Set problem: Repeat precisely, and only, the lines between the line containing "Can you find the forward-facing" and the end of the listing below, both ends included.

--- start ---

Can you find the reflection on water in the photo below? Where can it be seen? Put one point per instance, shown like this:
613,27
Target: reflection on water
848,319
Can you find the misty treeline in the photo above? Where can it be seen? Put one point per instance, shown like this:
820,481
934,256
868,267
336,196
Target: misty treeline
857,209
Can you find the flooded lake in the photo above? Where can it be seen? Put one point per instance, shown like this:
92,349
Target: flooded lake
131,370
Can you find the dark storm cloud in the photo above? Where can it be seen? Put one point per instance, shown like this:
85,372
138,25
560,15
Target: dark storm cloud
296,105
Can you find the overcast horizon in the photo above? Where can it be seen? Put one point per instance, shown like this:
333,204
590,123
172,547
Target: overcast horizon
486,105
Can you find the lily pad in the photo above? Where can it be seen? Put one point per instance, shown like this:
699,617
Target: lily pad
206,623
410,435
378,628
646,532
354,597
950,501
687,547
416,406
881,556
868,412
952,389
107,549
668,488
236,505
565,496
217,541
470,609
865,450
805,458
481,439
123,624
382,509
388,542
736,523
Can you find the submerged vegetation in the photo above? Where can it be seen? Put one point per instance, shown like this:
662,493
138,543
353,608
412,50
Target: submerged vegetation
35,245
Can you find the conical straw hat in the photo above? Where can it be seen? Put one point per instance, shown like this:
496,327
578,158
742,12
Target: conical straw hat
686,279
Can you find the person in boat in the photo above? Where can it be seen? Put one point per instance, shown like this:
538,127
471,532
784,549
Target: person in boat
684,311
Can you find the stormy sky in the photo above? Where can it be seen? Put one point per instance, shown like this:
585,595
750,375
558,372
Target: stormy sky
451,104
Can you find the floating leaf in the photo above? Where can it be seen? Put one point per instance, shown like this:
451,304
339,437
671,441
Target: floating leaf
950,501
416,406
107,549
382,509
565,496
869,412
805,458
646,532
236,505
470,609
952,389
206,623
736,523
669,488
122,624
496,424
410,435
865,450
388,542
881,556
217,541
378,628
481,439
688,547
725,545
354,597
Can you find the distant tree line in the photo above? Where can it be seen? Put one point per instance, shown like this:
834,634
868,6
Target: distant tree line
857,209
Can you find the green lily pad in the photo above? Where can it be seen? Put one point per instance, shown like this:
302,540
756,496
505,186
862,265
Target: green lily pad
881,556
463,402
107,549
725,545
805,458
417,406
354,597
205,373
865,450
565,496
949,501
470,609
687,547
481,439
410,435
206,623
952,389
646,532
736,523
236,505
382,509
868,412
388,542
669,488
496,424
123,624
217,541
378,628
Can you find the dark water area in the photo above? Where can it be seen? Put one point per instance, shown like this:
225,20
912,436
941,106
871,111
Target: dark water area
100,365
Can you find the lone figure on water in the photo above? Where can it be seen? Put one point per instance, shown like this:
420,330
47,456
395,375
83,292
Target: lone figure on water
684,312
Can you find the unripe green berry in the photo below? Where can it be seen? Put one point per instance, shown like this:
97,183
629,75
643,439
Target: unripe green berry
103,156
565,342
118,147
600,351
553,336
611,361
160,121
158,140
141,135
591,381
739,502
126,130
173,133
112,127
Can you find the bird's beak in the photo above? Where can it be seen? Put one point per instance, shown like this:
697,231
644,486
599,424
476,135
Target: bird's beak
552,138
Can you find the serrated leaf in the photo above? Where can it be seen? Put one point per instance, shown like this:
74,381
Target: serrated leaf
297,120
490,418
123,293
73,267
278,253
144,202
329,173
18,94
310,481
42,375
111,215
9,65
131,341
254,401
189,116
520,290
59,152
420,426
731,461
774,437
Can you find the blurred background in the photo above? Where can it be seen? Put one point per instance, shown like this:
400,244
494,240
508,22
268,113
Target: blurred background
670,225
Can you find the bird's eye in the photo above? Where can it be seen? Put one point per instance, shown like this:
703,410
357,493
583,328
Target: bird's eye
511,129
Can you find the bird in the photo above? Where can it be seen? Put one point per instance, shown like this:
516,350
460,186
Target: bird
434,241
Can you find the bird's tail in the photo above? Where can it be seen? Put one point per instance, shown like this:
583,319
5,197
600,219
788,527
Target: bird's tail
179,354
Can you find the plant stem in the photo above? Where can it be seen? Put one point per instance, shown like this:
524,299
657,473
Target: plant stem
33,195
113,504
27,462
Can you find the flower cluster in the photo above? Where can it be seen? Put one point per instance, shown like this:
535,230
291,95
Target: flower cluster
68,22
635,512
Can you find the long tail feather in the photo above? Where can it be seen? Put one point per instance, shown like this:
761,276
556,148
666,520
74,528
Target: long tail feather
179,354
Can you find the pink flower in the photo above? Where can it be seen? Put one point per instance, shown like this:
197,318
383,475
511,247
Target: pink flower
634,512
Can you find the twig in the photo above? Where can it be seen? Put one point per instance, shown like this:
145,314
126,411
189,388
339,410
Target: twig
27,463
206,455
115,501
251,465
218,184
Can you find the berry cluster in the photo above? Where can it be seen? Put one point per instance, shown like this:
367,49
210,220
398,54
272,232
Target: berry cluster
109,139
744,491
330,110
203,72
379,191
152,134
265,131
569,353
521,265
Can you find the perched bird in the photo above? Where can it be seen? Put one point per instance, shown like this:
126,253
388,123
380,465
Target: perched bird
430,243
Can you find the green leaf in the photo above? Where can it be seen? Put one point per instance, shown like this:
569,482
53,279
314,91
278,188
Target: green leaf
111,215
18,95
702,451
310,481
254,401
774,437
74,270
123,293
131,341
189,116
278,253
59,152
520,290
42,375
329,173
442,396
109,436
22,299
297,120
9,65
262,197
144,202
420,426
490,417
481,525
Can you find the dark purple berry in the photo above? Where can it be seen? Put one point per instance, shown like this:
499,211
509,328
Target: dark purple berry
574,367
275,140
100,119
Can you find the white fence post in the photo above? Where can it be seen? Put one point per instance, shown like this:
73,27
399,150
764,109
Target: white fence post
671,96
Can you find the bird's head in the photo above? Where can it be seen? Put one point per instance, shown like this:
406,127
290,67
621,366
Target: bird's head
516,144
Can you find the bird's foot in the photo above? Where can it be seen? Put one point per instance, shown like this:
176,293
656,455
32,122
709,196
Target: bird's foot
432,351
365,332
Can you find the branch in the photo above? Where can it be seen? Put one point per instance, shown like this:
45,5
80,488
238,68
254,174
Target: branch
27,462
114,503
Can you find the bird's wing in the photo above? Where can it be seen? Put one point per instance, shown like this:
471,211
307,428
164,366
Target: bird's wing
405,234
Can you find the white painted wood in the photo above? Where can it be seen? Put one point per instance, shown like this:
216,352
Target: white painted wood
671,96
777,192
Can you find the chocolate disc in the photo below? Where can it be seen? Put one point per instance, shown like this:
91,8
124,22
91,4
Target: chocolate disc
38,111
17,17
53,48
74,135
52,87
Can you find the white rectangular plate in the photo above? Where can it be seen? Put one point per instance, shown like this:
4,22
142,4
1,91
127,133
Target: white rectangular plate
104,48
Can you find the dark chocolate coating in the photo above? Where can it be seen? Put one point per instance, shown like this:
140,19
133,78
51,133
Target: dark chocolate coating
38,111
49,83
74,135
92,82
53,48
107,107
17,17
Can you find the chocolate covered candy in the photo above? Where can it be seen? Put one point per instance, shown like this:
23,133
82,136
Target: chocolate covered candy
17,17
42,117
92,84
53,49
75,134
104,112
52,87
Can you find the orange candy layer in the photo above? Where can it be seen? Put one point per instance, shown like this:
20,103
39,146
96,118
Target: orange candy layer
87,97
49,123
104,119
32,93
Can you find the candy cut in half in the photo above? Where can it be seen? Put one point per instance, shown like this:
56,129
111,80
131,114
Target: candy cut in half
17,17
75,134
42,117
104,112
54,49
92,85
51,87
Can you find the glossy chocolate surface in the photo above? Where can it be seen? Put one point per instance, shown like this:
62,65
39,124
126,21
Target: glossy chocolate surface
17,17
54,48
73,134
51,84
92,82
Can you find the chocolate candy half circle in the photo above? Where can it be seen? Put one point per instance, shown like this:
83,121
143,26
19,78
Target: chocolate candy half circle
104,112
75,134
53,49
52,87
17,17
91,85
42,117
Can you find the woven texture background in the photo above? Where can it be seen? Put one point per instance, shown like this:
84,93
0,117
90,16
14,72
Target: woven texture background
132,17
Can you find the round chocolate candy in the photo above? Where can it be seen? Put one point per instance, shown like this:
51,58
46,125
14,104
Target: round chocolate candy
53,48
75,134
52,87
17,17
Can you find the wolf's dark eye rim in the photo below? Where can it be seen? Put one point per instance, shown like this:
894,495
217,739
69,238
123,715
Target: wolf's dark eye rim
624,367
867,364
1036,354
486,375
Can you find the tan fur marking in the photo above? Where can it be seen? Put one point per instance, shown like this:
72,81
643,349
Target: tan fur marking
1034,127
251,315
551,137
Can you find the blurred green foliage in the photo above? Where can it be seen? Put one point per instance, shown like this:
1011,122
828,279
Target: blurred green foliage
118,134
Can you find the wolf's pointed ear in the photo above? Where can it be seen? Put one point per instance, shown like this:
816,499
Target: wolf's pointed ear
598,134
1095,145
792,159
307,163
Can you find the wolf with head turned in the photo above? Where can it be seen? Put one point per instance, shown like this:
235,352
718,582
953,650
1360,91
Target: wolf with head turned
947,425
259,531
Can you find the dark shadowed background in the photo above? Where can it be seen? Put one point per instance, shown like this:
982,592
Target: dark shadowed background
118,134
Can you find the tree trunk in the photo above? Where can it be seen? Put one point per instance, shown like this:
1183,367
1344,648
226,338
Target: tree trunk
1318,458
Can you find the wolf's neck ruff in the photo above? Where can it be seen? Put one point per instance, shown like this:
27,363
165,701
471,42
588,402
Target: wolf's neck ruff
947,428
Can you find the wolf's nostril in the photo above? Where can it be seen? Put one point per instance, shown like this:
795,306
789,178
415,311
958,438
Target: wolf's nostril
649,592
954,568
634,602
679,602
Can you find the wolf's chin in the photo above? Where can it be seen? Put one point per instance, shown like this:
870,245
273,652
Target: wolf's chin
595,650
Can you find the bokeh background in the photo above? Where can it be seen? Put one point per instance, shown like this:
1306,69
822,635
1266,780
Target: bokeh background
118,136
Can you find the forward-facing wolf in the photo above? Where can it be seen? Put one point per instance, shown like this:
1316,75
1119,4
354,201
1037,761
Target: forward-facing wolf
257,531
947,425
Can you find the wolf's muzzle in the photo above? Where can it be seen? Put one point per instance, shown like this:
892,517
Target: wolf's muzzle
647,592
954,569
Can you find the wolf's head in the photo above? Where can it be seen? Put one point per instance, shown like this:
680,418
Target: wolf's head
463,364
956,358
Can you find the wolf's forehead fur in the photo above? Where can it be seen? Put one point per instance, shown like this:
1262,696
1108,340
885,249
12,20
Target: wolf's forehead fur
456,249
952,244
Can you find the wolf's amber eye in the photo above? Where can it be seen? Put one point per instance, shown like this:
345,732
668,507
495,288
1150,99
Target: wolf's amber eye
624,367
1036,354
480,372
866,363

--- end ---

Complete answer:
Can you find the forward-facing wolf in the photo above? Where can it be seen? Put one point per instance, shown like this:
1316,75
1119,4
354,201
1037,761
Target: forward-facing wolf
257,531
947,425
Can you find the wolf's muzzle in the photo above? Where can it be seen? Put one point per instance, shown like this:
892,517
Target: wolf's muzzle
647,592
954,569
Can you find the wolf's head in the photo above? Where can it be seen? Put one point per instance, shown like this:
680,418
Target: wolf's head
463,364
956,358
Can you find the wolf's forehead fur in the photo above? Where can it be seen? Put one point per instance, shown like this:
1262,696
1108,340
885,249
12,20
Target: wolf's forehead fur
456,249
952,244
Can you find the wolf's amber eye in the photo above? Where can it be seen? Put one point per instance, shown like this:
345,732
668,507
495,288
1150,99
Target: wolf's amber eye
624,367
1036,354
480,372
866,363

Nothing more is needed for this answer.